— TO DO —
Count the lines in the material below that contain the string "tall", treating uppercase and lowercase as different. Reply with the number alone.
** start of RECORDS **
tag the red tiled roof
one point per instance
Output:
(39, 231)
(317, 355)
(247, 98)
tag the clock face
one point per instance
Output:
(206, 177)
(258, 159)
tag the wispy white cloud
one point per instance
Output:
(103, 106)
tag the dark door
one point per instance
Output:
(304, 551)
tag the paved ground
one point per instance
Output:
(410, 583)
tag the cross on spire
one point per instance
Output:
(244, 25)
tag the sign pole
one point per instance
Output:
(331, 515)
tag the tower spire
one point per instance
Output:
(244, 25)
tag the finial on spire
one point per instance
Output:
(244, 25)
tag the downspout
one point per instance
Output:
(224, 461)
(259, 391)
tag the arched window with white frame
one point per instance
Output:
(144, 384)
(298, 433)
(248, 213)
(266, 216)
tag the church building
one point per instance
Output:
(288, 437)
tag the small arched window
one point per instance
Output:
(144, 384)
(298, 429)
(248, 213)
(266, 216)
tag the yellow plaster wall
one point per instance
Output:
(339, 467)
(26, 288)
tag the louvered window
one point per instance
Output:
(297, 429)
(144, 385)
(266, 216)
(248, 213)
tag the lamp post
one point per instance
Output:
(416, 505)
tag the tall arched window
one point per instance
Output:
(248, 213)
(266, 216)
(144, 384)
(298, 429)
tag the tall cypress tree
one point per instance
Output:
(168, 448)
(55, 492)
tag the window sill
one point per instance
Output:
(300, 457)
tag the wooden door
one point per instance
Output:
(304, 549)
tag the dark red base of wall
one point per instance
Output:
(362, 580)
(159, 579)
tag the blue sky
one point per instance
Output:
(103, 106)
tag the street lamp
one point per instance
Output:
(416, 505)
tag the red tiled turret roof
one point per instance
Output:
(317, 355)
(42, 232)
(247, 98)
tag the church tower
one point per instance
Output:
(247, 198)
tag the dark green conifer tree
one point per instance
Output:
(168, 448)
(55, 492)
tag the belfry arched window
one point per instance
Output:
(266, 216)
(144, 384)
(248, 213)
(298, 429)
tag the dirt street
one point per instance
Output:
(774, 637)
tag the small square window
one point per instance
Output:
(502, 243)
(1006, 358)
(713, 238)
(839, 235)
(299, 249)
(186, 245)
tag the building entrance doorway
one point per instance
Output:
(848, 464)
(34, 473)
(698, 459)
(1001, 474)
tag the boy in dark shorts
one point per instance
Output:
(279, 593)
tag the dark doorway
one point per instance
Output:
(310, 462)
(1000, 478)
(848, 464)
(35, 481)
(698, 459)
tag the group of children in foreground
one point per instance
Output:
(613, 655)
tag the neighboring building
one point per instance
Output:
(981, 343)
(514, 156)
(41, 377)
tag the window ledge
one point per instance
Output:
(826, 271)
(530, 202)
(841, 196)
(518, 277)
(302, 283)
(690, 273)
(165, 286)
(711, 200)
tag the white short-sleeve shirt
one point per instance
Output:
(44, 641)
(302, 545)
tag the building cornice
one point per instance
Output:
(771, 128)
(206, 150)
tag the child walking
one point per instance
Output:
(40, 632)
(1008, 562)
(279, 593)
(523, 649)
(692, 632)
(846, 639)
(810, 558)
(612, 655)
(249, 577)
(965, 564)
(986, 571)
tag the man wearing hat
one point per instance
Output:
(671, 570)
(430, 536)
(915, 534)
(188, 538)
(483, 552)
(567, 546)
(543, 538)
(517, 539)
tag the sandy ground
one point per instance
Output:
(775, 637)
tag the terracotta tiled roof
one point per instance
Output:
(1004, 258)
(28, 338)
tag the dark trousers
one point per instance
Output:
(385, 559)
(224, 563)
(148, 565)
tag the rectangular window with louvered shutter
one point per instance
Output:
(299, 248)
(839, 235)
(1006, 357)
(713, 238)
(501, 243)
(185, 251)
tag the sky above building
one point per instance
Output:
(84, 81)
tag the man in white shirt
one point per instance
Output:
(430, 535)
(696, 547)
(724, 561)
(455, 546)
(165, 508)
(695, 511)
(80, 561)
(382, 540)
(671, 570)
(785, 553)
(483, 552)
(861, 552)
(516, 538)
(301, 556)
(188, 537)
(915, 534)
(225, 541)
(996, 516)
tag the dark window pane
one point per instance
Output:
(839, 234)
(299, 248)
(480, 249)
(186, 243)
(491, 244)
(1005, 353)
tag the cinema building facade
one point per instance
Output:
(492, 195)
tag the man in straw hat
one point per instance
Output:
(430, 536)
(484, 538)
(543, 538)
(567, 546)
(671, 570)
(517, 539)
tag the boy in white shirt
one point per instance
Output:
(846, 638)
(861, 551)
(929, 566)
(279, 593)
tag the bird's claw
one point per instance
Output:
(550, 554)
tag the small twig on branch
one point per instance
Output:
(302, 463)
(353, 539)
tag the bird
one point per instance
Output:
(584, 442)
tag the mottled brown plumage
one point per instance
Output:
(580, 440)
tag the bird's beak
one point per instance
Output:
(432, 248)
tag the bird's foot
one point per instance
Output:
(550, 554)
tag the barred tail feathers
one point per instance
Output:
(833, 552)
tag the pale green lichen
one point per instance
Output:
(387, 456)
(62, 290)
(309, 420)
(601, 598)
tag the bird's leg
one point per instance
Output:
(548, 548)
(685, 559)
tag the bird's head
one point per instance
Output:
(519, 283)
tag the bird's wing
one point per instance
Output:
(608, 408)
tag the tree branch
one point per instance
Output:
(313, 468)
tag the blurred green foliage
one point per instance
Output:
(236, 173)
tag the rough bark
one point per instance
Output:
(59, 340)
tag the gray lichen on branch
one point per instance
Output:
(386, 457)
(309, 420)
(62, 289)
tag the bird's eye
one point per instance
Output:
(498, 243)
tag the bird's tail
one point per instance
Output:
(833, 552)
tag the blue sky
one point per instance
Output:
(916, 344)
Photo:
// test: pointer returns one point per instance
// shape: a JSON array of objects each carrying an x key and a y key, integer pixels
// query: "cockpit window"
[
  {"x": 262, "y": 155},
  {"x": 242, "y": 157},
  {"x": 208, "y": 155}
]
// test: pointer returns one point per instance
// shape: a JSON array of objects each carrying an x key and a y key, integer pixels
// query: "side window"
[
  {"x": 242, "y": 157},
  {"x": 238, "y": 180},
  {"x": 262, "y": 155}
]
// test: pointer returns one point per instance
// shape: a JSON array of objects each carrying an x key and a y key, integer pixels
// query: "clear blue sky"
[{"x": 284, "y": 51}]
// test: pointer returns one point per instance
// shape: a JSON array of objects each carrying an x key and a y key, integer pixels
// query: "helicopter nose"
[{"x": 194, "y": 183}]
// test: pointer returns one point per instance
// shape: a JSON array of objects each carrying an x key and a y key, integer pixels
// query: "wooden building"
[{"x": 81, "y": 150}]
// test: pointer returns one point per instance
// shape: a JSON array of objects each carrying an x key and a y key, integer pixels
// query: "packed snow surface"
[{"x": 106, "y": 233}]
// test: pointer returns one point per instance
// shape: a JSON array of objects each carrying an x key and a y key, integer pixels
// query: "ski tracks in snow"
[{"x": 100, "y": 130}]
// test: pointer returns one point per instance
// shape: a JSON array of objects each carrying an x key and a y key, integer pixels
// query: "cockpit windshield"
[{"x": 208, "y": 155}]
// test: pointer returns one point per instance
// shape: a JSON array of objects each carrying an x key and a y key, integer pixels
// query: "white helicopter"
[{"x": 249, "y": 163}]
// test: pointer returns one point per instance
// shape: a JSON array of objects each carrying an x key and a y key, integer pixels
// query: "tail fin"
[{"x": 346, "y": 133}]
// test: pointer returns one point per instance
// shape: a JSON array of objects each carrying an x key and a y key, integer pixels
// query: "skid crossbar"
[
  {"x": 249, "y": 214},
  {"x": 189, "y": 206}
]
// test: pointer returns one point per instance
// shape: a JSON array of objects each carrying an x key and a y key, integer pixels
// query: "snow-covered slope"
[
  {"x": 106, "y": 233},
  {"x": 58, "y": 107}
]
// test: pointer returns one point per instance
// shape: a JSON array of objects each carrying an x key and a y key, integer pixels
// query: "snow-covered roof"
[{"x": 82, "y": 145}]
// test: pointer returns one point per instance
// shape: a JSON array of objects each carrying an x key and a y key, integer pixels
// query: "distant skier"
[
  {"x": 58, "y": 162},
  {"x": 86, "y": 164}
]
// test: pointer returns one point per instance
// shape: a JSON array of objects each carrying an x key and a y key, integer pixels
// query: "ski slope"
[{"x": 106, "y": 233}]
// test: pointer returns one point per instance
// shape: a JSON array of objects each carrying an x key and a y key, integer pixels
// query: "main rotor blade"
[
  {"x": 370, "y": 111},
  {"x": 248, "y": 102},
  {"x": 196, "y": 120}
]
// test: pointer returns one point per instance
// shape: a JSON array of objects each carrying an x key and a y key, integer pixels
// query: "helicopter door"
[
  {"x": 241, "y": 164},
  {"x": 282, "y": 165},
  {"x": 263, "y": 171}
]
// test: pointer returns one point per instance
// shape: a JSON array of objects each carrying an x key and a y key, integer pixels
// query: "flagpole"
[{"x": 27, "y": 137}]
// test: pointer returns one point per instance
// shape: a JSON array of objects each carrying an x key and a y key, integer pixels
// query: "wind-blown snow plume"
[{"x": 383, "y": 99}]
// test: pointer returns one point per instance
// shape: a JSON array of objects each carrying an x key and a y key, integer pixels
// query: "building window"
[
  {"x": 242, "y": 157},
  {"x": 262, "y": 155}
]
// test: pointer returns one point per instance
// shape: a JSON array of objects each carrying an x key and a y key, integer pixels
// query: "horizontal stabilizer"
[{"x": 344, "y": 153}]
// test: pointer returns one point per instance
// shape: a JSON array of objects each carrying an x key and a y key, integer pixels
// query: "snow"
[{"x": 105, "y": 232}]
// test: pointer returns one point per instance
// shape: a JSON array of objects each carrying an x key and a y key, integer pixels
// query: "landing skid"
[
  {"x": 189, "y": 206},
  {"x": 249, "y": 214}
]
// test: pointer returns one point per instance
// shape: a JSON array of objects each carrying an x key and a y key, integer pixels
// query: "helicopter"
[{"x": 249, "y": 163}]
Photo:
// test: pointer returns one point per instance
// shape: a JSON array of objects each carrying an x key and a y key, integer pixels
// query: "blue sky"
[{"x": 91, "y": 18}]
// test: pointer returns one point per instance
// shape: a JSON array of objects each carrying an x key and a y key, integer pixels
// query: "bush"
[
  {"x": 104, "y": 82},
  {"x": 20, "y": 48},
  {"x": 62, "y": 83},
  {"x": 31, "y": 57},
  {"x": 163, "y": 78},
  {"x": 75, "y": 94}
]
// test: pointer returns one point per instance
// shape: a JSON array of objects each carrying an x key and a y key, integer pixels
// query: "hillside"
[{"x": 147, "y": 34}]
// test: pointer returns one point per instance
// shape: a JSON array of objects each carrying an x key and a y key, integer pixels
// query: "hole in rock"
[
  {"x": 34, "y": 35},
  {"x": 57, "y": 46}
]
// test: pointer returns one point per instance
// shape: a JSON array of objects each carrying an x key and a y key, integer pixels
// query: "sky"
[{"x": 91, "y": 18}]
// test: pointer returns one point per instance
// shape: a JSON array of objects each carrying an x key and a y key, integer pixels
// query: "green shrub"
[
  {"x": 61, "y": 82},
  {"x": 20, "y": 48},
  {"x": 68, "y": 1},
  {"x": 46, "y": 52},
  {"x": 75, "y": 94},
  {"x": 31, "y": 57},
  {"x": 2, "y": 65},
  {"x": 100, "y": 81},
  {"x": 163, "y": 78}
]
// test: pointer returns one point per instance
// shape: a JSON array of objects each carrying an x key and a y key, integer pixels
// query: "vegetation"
** end of RECORDS **
— SOLUTION TO THE EXERCISE —
2